- 課題文:
新たな賑わいの創出
昨年は新型コロナウイルス感染症が猛威を振るい、2020東京オリンピック・パラリンピックの開催延期など、世界が大きな影響を受けた一年となりました。
このような中、市制施行80周年、小田原駅開業100周年、小田原城天守閣復興60周年と、本市にとって記念すべき年を迎え、先人たちが築き上げたこの小田原のまちの歴史を改めて振り返るよい機会になったと思います。
また、12月には小田原駅東口に「ミナカ小田原」がグランドオープンを迎え、「小田原三の丸ホール」は9月のオープンに向け、着々と工事が進められています。これらの施設が、小田原駅周辺に新たな賑わいを創出するものと期待しています。
市民の「いのち」と「くらし」を守る
市長就任後、まず何より市民の「いのち」と「くらし」を守るため、新型コロナウイルス感染症に係る予算を措置し、本市独自の支援策として、市立小中学校の給食費3か月分の無償化、おだわらっこ応援券やおだわら梅丸商品券の発行、また事業者へは、中小企業事業者等支援金の対象拡大などを実施しました。市民生活や地域経済を守るため、今後も着実かつ迅速に対策を講じていきます。
新病院建設については、平成30年12月に策定した「小田原市立病院再整備基本構想」などを基に、新病院の機能や運用、建設条件をまとめた「小田原市新病院建設基本計画」を策定しました。今後は設計や周辺道路の整備を進めながら、令和8年度の開院を目指します。本市の医療だけでなく、県西地域の基幹病院としての役割を担い、地域の皆さんが24時間365日安心して暮らせるよう、質の高い医療の提供に努めていきます。

(データセット項目)
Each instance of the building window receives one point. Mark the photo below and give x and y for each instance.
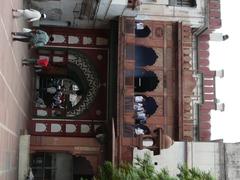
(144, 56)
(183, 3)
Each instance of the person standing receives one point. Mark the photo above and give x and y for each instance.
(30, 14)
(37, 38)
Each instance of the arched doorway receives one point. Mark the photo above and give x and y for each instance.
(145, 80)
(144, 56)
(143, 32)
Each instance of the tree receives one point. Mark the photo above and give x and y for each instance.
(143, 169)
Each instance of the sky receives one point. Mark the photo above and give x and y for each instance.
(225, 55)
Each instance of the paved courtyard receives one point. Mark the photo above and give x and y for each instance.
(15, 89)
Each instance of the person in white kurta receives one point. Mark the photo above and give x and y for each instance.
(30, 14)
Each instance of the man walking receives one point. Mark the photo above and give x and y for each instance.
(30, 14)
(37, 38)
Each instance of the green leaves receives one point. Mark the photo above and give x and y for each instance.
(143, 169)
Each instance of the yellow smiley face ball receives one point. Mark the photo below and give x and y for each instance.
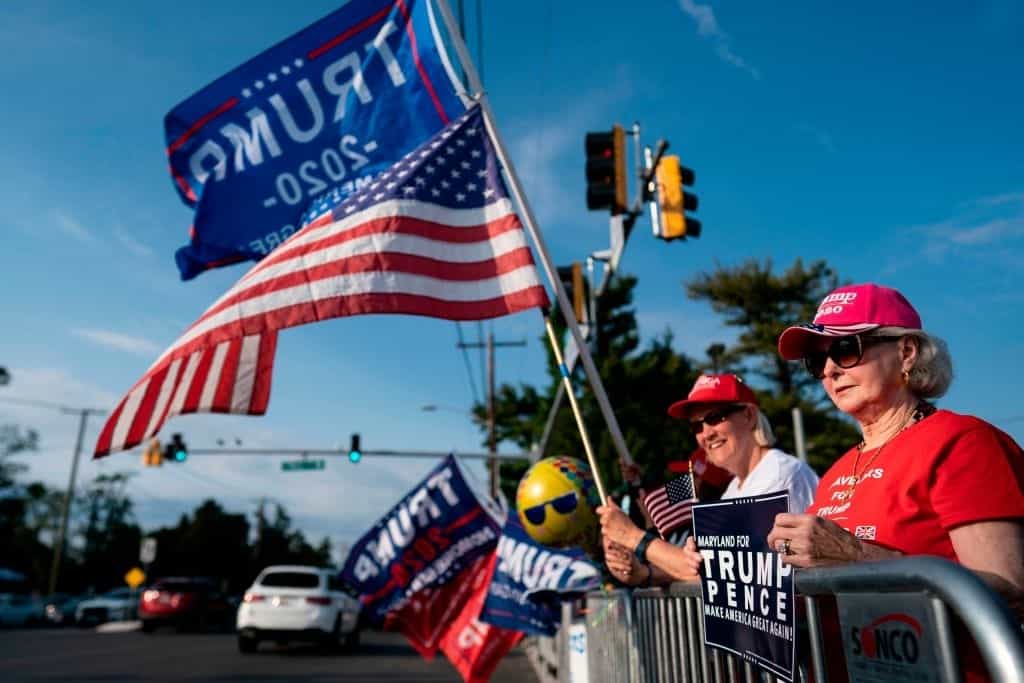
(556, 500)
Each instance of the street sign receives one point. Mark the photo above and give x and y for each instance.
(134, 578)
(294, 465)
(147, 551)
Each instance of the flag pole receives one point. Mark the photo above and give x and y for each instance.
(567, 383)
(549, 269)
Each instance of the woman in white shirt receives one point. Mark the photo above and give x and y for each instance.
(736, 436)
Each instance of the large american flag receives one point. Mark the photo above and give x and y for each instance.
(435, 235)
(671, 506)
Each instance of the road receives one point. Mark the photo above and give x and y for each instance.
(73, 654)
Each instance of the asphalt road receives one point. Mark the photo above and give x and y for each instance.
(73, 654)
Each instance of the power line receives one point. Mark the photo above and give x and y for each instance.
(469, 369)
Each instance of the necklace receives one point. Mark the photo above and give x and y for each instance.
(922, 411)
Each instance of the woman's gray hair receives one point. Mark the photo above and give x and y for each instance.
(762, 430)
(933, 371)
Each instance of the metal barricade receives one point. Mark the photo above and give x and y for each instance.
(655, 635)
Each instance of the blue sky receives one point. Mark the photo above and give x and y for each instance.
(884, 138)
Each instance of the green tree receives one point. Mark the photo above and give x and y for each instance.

--

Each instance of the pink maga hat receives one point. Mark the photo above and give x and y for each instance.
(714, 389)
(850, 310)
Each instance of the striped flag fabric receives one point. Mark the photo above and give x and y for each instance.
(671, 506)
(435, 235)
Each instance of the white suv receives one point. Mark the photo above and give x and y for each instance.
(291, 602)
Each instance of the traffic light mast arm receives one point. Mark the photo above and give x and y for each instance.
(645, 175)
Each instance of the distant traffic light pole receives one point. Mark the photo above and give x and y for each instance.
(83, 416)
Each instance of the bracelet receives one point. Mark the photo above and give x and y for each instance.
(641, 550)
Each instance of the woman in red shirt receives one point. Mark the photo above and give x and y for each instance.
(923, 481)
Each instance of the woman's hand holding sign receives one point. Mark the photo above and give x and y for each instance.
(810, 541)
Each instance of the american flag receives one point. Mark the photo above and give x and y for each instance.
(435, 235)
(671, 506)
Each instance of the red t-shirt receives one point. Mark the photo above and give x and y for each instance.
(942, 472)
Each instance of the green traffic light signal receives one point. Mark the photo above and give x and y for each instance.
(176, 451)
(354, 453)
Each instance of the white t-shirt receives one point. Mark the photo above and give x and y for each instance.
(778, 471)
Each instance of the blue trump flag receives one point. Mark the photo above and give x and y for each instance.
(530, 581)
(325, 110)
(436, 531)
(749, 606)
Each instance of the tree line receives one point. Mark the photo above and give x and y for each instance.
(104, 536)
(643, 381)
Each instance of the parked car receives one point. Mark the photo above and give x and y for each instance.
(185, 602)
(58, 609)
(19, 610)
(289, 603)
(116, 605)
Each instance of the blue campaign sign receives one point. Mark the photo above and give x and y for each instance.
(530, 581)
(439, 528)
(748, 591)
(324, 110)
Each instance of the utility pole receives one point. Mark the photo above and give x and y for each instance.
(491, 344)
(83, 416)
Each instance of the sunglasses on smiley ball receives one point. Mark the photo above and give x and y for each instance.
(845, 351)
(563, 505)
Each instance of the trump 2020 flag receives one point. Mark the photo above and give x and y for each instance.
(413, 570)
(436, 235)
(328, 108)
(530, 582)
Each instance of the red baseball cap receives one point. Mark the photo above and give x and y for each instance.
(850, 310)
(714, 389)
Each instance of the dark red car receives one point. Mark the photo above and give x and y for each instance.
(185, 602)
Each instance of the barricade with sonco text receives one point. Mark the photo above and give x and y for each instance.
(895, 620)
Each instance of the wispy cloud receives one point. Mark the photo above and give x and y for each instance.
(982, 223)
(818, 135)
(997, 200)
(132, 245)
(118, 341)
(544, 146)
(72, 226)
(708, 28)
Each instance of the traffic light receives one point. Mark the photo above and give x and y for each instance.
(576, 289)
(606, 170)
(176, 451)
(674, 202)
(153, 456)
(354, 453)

...

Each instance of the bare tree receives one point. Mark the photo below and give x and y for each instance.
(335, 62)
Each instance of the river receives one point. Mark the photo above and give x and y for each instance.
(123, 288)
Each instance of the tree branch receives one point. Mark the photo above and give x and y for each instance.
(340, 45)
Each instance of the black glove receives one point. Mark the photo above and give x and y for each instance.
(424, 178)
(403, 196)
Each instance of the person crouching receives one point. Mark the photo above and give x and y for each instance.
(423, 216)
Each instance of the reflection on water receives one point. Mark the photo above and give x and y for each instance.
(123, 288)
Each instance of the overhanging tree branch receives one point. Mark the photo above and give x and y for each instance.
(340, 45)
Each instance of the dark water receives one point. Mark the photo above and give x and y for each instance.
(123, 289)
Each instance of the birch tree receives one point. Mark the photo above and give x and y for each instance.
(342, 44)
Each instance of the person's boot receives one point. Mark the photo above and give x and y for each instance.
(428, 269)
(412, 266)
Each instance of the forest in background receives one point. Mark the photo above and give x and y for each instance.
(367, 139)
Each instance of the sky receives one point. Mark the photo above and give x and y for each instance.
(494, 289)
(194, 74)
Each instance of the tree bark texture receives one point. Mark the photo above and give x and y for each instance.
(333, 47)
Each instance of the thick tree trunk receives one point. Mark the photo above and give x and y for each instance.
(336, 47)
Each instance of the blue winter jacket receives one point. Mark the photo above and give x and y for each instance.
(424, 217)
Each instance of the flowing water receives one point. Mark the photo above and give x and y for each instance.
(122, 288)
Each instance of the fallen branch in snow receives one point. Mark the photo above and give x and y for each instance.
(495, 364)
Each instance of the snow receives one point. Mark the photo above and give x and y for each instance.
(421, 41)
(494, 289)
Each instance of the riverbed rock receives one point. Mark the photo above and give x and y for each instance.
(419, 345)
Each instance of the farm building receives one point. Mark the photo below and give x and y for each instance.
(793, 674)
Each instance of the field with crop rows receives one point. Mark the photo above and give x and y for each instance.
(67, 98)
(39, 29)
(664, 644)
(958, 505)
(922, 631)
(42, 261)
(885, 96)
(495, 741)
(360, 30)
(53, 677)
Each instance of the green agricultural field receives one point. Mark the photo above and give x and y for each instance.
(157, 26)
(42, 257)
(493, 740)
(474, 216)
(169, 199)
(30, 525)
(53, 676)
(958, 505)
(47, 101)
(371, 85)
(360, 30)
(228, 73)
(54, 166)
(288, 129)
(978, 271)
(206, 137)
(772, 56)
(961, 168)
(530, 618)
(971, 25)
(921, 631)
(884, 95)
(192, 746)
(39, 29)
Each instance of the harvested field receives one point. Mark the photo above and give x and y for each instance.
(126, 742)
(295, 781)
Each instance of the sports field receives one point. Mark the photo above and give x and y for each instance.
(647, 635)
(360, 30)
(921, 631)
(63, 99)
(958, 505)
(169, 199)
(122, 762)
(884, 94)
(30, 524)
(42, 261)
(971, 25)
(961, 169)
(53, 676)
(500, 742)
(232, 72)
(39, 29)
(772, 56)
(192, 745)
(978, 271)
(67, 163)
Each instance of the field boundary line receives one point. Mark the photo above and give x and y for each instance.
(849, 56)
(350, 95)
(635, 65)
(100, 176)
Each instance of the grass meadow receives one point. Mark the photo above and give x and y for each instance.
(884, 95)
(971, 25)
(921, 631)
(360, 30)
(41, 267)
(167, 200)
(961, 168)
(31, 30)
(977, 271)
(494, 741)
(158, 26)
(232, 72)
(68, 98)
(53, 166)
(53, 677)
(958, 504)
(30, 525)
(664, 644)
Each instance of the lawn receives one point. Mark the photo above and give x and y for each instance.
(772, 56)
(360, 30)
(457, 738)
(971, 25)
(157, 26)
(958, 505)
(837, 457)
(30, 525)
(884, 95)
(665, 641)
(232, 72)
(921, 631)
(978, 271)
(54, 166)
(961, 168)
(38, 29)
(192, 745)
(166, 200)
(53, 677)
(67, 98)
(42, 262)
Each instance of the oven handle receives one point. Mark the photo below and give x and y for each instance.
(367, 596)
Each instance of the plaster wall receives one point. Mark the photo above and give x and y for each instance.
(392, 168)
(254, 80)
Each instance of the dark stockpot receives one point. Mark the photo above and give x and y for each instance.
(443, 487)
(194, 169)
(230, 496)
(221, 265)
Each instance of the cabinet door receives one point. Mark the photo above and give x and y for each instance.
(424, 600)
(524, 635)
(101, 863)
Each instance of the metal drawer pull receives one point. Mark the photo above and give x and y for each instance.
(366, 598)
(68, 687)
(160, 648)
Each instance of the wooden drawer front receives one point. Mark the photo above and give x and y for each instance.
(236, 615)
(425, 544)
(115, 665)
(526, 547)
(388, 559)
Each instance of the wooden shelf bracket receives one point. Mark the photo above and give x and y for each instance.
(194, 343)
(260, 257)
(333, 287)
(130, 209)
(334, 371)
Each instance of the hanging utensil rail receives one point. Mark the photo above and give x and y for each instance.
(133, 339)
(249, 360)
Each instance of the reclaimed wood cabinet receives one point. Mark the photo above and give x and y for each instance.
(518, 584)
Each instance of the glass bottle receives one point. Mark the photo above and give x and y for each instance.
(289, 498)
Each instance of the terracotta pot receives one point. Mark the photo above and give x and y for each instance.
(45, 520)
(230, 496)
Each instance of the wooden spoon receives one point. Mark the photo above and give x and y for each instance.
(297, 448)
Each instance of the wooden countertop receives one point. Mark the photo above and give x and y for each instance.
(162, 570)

- 問題: 課題文によると、新病院は何年度の開院を目指していますか。

- 解答: 令和8年度の開院を目指しています。